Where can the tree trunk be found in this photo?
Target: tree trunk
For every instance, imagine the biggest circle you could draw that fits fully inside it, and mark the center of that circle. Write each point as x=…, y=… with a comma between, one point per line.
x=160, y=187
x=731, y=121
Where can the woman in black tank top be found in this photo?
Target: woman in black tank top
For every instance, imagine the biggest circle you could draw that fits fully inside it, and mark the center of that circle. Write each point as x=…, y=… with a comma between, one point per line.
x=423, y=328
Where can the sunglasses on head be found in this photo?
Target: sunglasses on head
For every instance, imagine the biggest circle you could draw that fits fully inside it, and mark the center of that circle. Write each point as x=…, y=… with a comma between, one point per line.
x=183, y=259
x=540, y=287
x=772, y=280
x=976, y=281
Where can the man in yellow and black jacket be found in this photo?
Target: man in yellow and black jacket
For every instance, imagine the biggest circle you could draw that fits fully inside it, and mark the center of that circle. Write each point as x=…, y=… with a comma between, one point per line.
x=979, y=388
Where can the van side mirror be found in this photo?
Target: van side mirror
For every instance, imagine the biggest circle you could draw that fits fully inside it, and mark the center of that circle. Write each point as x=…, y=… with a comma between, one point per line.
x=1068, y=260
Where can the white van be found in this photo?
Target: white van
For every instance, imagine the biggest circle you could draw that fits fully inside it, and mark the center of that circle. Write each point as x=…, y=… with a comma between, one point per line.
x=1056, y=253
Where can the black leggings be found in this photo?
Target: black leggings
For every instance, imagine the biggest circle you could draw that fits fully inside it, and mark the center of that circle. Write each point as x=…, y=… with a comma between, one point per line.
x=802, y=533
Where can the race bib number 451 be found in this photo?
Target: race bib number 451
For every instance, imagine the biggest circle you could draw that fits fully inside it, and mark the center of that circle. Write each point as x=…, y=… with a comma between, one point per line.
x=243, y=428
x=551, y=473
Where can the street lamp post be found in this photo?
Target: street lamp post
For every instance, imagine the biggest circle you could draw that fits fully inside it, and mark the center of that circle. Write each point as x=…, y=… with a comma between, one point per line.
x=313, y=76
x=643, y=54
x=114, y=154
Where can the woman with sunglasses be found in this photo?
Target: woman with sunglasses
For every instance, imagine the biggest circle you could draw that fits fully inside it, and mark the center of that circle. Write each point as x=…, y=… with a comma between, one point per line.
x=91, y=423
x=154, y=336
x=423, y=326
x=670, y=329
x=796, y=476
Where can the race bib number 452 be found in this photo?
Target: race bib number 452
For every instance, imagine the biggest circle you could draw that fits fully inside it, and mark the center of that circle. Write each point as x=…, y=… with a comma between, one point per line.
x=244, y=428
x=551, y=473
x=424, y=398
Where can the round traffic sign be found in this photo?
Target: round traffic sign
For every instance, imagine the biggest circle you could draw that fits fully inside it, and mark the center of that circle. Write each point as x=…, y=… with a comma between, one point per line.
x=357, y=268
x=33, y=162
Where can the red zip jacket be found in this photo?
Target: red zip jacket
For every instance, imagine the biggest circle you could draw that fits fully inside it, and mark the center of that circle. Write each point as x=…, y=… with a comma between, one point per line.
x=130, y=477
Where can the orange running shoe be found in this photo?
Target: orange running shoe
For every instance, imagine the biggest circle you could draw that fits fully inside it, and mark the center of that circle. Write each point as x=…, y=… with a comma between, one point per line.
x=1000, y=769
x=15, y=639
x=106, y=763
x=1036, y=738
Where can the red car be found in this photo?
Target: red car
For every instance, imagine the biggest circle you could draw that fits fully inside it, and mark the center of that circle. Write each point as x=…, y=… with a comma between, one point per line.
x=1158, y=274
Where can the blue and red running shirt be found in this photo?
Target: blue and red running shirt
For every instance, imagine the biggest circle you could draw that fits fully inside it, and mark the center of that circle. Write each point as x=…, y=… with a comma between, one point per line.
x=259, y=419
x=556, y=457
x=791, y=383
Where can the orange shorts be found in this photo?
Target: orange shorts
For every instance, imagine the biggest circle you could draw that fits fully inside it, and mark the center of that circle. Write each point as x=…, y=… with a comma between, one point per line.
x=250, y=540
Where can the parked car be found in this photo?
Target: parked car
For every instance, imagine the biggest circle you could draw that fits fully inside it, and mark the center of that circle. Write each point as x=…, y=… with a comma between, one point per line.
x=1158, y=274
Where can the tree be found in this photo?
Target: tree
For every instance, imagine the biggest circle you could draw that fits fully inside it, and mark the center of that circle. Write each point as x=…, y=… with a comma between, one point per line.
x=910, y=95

* **Assignment**: A lone number is the expected answer: the count of lines in these entries holding the string "round".

* **Written reply**: 2